*Aufgabenstellung:*
A. Nenne alle Bedingungen, die der Text über Mörder und den perfekten Mord erfüllt sehen muss, damit man von einem perfekten Mord sprechen könnte.
B. Schreibe den Text über Mörder und den perfekten Mord im Anschluss an seinen letzten Satz weiter.

*Artikel:*
--

Abgründe - Wenn aus Menschen Mörder werden - Der legendäre Mordermittler deckt auf
Tatort abgesperrt. Es waren ja genug Beamte in der Gegend unterwegs, um nach dem »Messerzwerg« zu suchen, wie seit Wochen schon. Einer Streife war ein junger Mann aufgefallen, der offensichtlich schmutzige Kleidung trug und nach Rauch stank. Er stand unter den Neugierigen, die bei derartigen Vorfällen immer erfasst werden, so weit das natürlich möglich ist. Ausgehend von dem guten alten Erfahrungswert, wonach Verbrecher immer an den Tatort zurückkehren. Angeblich trifft das besonders auf Brandstifter zu, falls sie zur Kategorie der Pyromanen zählen, die ihr Werk genießen wollen. Ich persönlich halte nicht viel von solchen Weisheiten. Jedenfalls ist mir bislang kein Fall bekannt geworden, bei dem sich ein Mörder anlässlich der Beisetzung seines Opfers heimlich unter die Trauergäste gemischt hätte. Glaubt man der Wissenschaft, wonach jedes zweite Tötungsdelikt unentdeckt bleibt, dann ist es wohl eher so, dass die meisten Mörder ganz offiziell und in vorderster Reihe an der Beerdigung ihrer Opfer teilnehmen. Weil es sich nämlich bei den meisten Morden um Beziehungstaten handelt. Wobei nach meiner Einschätzung der unentdeckte Mord
nicht identisch ist mit dem sogenannten perfekten Mord. Denn perfekt wäre ein Mord nur, wenn der Täter mit der Entdeckung der Tat wohl rechnet, aber nicht überführt werden kann, weil er keine Fehler gemacht hat. Wenn er dann noch bis ans Ende seiner Tage ohne Angst und mit ruhigem Gewissen leben kann, dann könnte man vom perfekten Mord sprechen.

--

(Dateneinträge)

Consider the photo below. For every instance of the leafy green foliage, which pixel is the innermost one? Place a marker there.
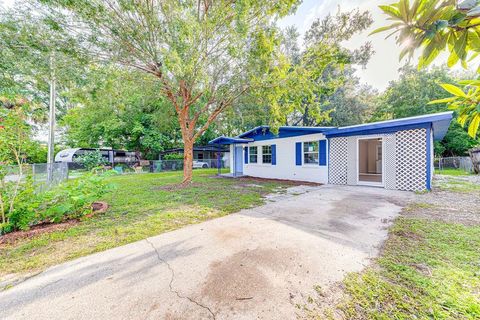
(301, 84)
(68, 200)
(467, 104)
(411, 94)
(205, 54)
(437, 26)
(91, 160)
(121, 109)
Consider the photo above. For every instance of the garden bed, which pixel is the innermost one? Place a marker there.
(98, 207)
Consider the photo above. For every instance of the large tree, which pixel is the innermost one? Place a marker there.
(435, 26)
(204, 53)
(321, 70)
(120, 108)
(409, 96)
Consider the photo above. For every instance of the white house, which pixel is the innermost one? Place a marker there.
(394, 154)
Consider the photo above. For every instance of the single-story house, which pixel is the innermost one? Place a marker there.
(201, 153)
(394, 154)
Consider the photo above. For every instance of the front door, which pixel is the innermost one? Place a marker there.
(238, 161)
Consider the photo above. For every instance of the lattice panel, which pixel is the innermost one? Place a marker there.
(338, 160)
(390, 161)
(411, 160)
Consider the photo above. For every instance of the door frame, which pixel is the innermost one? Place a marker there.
(357, 160)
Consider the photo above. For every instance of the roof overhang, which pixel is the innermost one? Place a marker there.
(229, 140)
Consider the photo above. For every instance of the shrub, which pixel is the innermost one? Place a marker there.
(91, 160)
(68, 200)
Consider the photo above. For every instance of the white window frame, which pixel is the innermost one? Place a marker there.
(303, 153)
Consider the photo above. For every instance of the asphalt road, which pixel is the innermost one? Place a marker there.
(258, 263)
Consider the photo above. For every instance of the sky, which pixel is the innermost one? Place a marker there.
(384, 64)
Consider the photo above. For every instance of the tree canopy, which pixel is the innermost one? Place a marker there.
(438, 26)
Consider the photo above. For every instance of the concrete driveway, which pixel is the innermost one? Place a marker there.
(258, 263)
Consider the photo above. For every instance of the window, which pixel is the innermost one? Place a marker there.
(310, 152)
(253, 154)
(266, 154)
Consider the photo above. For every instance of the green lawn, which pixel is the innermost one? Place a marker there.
(452, 172)
(142, 205)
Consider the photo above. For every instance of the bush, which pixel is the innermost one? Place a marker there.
(91, 160)
(68, 200)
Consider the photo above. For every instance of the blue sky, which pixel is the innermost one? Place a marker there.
(383, 66)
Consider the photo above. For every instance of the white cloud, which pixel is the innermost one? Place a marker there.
(383, 66)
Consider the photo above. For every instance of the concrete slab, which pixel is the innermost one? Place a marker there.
(258, 263)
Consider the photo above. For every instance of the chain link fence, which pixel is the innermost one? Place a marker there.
(460, 163)
(43, 175)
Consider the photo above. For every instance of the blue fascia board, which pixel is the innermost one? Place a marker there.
(377, 130)
(438, 120)
(229, 140)
(263, 132)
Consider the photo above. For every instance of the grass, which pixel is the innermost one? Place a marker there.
(142, 205)
(453, 172)
(428, 269)
(459, 186)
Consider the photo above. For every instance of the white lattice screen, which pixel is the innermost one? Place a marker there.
(411, 160)
(338, 161)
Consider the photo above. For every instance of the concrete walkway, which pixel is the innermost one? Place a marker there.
(258, 263)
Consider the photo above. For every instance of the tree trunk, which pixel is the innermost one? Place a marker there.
(187, 162)
(475, 156)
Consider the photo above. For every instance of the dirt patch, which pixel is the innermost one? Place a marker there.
(178, 186)
(446, 206)
(246, 276)
(43, 228)
(98, 207)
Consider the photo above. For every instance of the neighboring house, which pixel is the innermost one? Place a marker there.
(202, 152)
(394, 154)
(111, 155)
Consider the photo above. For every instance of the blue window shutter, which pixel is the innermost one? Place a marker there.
(322, 152)
(274, 154)
(298, 153)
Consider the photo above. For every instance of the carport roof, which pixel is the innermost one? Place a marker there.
(229, 140)
(439, 122)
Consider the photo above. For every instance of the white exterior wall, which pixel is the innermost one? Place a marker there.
(285, 156)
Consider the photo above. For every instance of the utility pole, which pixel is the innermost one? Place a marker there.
(51, 122)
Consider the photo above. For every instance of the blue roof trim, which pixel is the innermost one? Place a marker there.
(229, 140)
(439, 121)
(263, 132)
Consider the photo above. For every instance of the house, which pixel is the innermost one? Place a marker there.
(394, 154)
(207, 154)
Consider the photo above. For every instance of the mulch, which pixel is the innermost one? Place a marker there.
(98, 207)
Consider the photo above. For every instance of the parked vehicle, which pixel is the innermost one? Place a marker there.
(111, 155)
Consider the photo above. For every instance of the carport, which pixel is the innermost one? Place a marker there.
(237, 159)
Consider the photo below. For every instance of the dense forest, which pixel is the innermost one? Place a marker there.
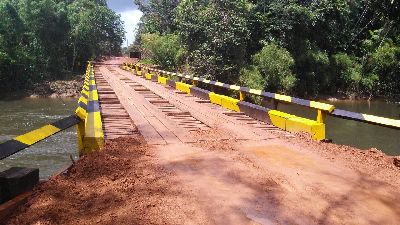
(308, 48)
(50, 39)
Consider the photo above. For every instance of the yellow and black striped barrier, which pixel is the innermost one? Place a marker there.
(87, 118)
(90, 130)
(282, 120)
(21, 142)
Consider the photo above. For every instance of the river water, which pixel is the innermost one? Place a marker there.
(53, 154)
(23, 115)
(360, 135)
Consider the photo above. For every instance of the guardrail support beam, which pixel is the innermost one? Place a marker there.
(242, 95)
(321, 116)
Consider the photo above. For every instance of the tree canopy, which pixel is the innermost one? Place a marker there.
(304, 47)
(48, 39)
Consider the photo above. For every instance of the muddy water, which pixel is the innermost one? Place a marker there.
(50, 155)
(360, 135)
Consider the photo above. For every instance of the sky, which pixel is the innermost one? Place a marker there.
(129, 14)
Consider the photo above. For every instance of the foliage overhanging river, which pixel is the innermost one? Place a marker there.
(51, 155)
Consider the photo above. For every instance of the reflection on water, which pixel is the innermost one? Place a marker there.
(50, 155)
(360, 135)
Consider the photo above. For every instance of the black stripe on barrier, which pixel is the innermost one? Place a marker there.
(171, 83)
(13, 146)
(84, 95)
(375, 120)
(67, 122)
(200, 93)
(255, 111)
(93, 106)
(10, 148)
(83, 105)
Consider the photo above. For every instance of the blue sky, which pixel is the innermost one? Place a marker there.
(129, 14)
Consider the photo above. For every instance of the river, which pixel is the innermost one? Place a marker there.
(53, 154)
(23, 115)
(360, 135)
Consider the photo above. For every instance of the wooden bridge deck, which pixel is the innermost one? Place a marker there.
(164, 115)
(203, 164)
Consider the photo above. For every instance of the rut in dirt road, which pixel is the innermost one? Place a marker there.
(190, 162)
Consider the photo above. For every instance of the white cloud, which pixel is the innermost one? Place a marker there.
(131, 19)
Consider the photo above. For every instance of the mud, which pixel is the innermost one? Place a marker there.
(286, 179)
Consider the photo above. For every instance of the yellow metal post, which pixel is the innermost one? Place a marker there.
(321, 116)
(242, 96)
(80, 131)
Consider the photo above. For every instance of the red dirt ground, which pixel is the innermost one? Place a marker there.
(288, 179)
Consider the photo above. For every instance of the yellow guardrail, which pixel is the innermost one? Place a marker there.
(283, 120)
(90, 130)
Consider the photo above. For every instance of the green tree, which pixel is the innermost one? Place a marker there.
(165, 50)
(271, 70)
(215, 34)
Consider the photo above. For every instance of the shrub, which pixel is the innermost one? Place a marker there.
(165, 51)
(271, 70)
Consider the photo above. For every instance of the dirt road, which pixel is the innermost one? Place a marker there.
(227, 172)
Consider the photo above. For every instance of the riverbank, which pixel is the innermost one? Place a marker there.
(69, 88)
(58, 89)
(217, 182)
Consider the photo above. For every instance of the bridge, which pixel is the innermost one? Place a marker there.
(232, 161)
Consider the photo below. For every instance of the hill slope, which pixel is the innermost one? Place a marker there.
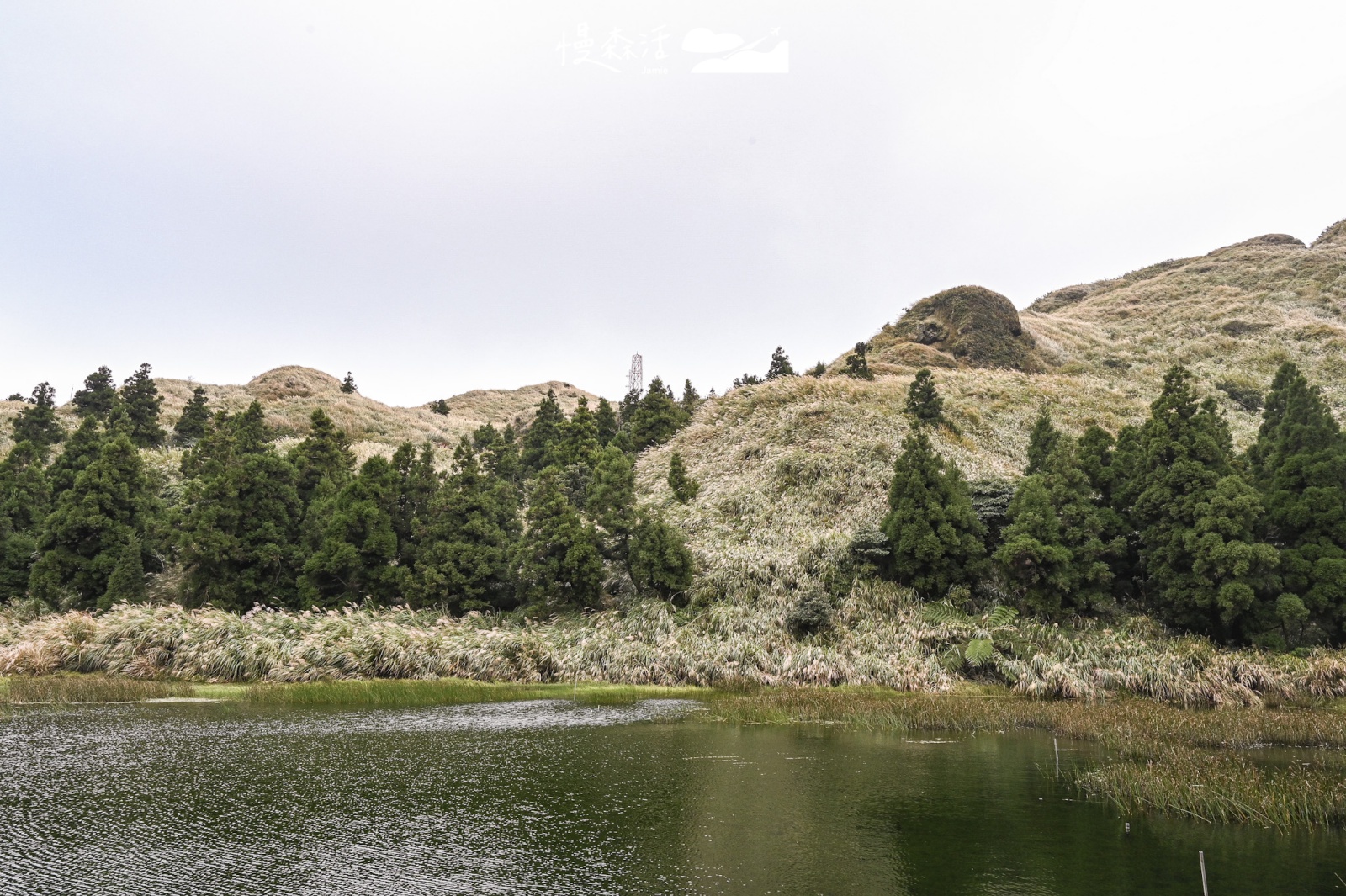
(792, 469)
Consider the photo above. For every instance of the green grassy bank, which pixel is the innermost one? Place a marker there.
(1278, 767)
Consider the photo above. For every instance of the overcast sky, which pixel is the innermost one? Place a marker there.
(444, 197)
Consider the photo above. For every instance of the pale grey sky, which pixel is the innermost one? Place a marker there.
(424, 194)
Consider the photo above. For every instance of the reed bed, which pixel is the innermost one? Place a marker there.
(89, 689)
(1190, 763)
(879, 638)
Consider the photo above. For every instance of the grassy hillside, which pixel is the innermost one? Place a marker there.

--

*Die Ergebnisse:*
A.
- Der Täter rechnet wohl mit der Entdeckung der Tat.
- Er kann nicht überführt werden, weil er keine Fehler gemacht hat.
- Er kann bis ans Ende seiner Tage ohne Angst leben.
- Er lebt bis ans Ende seiner Tage mit ruhigem Gewissen.

B.
Besonders alte Menschen werden häufig vom Leben in den Tod befördert, weil sie halt partout nicht sterben und/oder vererben wollen. Wo doch die Hypothek so drückt. Und um den Druck loszuwerden, drückt man Oma oder Opa schon mal ein Kissen aufs Gesicht, bis sie ihren letzten Schnaufer getan haben. Dann holt man den guten alten Hausarzt, der ja schon ahnte, dass es demnächst vorbei sein könnte, und lässt ihn einen natürlichen Tod bescheinigen. Damit bleibt die Kripo außen vor, und am Grab schluchzen dann die Mörder so herzzerreißend, dass alle Trauergäste davon schwärmen, was für eine »schöne Leich’« das wieder war.
Die aufmerksamen Polizisten nahmen den Rußgeschwärzten mit zur Polizeiwache und stellten dort seine Personalien fest. Peter W., 28 Jahre. Er sei an dem Anwesen vorbeigekommen, habe Rauch gesehen und habe helfen wollen. Deshalb sei er, zusammen mit einigen anderen Leuten, hinuntergelaufen in die Garage, um eventuell Leute zu retten. Der Qualm sei aber schon so dicht gewesen, dass er wieder umkehren musste. Da tatsächlich mehrere Personen Rauchvergiftungen erlitten hatten, erschien die Aussage des jungen Mannes nicht unglaubhaft, und man ließ ihn nach Personalienfeststellung gehen. Zumal der Computer nicht das ausspuckte, was wohl die Aufmerksamkeit der Kollegen erregt hätte: Er
war bereits wegen Brandstiftung in Erscheinung getreten - allerdings in Sachsen-Anhalt.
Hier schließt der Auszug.